##### DATA SECTION
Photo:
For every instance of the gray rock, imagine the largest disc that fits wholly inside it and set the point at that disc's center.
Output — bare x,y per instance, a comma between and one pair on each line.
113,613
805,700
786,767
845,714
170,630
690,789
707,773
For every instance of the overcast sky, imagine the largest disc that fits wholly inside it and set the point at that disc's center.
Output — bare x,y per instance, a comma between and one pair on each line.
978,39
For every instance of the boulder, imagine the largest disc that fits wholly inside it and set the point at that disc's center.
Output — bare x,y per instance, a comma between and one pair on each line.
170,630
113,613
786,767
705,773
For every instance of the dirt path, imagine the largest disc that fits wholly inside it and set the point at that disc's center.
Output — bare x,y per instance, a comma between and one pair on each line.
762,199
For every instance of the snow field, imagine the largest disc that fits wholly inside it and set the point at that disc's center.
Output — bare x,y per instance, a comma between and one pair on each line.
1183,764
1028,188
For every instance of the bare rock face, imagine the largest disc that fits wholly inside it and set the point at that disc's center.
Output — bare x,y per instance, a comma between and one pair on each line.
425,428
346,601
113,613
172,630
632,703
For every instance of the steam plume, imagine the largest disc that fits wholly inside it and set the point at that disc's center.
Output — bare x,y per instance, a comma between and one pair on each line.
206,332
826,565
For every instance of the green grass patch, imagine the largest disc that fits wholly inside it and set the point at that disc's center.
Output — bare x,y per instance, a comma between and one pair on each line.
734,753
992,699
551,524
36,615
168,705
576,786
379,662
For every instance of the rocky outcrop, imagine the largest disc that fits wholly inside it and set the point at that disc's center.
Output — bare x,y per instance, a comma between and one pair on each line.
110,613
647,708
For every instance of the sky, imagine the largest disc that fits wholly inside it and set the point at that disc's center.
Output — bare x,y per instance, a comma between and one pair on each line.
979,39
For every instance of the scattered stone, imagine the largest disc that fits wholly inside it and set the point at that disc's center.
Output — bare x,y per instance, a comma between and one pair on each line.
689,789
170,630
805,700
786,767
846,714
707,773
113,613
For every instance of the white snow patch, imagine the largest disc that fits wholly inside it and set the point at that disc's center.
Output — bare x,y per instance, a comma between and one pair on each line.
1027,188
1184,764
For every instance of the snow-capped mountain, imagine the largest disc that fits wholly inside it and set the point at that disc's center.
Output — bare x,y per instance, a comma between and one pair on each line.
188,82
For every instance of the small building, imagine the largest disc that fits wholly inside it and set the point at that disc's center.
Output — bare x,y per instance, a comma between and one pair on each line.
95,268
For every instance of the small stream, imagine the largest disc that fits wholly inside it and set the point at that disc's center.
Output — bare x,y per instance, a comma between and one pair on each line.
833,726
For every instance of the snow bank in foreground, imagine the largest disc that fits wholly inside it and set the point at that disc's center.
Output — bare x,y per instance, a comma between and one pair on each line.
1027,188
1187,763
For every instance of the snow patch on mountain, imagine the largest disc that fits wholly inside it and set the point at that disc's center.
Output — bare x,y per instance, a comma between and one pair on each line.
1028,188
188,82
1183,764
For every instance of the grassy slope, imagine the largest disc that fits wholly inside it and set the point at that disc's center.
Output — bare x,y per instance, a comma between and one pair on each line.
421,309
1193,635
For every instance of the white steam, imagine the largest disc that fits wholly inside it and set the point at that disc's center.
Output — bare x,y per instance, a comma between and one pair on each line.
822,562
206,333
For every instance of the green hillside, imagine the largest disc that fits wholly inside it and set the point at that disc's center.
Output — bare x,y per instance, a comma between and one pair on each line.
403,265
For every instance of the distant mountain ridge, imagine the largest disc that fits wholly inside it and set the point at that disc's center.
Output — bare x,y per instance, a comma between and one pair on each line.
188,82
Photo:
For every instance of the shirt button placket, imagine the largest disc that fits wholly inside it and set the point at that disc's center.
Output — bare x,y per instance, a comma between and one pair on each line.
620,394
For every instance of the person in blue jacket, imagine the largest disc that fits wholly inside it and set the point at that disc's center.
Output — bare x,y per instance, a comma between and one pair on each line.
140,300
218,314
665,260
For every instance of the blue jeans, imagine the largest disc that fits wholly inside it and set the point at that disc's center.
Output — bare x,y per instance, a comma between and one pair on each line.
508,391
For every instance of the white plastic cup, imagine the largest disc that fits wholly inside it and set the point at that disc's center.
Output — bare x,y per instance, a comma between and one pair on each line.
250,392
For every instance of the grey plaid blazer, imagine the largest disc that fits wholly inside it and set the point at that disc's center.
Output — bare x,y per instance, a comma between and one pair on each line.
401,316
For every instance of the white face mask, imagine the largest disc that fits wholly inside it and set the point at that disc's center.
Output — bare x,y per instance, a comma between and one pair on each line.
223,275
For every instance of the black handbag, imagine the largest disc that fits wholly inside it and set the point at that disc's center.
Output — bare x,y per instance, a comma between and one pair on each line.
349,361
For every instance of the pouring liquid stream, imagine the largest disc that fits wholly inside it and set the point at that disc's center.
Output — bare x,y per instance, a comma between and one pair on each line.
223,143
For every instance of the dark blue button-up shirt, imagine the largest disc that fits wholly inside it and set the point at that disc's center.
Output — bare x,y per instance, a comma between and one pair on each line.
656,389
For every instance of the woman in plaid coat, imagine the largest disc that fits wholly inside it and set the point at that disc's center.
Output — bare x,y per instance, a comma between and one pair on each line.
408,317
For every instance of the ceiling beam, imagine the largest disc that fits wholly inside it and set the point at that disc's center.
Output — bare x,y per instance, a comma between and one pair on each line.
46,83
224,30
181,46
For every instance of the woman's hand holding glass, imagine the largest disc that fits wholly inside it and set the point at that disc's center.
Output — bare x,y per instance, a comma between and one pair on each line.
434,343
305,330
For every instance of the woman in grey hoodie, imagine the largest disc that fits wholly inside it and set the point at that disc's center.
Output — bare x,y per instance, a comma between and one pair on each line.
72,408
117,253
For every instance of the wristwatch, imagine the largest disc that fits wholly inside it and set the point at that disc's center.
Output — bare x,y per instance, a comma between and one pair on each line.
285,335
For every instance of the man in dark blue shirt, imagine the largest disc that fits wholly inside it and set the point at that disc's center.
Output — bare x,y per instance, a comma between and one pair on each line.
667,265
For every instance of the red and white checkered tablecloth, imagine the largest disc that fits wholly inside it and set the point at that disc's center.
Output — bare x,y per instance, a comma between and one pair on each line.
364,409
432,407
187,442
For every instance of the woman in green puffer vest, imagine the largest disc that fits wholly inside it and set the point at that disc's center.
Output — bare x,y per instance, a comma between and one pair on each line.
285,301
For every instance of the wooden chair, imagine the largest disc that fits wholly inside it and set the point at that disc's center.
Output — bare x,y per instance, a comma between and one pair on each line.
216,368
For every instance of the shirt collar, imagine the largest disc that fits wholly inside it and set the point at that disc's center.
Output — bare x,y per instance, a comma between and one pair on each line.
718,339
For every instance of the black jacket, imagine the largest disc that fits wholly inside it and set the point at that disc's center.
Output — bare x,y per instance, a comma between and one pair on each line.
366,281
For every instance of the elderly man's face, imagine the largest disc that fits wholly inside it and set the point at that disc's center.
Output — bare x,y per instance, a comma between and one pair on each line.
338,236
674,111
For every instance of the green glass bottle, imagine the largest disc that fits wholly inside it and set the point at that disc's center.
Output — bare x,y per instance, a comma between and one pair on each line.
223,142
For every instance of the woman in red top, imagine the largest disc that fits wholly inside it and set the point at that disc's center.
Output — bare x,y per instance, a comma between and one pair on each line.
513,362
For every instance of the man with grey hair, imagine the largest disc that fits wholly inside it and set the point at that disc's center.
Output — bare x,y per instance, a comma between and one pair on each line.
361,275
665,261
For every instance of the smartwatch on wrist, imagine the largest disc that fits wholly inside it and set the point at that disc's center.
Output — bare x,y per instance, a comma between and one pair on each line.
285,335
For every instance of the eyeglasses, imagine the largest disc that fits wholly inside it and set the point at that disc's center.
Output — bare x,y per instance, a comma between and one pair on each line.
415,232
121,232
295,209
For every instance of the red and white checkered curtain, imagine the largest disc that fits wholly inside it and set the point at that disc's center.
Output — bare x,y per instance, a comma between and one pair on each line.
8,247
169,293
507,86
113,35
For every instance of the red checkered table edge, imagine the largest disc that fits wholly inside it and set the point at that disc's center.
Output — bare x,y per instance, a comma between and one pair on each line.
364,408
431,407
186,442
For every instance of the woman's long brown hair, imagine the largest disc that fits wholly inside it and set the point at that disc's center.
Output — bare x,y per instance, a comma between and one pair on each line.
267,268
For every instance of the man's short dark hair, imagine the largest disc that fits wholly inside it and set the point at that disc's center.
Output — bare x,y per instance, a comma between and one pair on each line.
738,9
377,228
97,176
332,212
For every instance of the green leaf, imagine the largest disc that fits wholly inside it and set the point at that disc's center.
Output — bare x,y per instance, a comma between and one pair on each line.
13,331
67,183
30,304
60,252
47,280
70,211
##########
→ **YOUR TASK**
Each line from the one with "checkered curtain, imagine" through the last line of the records must be written out word for word. Include nothing else.

→ **REPLY**
For every instance of the red and white checkered curtain, imagine the largest disc that fits wholly inside it and set the point at that disc's center.
Output — bare x,y per instance, a comma between and one pair on each line.
8,247
169,293
507,86
113,35
For every instance of the red checkered table edge, imagine the largest disc that fits wholly inside it and set the point at that disc's center.
Output — bare x,y per instance, a comma between and one pair on each line.
364,408
431,407
186,442
For every instance of the woman's long brown hair, imagine the largest disc that fits wholly inside it and set the point at that disc's center.
Output — bare x,y per instance, a comma between and one pair on each line.
267,268
For every instance of the man's short dark hair, imagine the largest disc that fits wholly inside it and set the point at that disc's center.
Output — bare x,y per instance, a comma between and one pair on each line.
738,9
377,228
97,176
332,212
For every instance of the green leaf, imagine the largest disc that fits wholly inside it and set the point at that disc's center.
Output — bare x,y per instance, a comma between and one pair on each line.
13,331
67,183
30,304
60,252
47,280
70,211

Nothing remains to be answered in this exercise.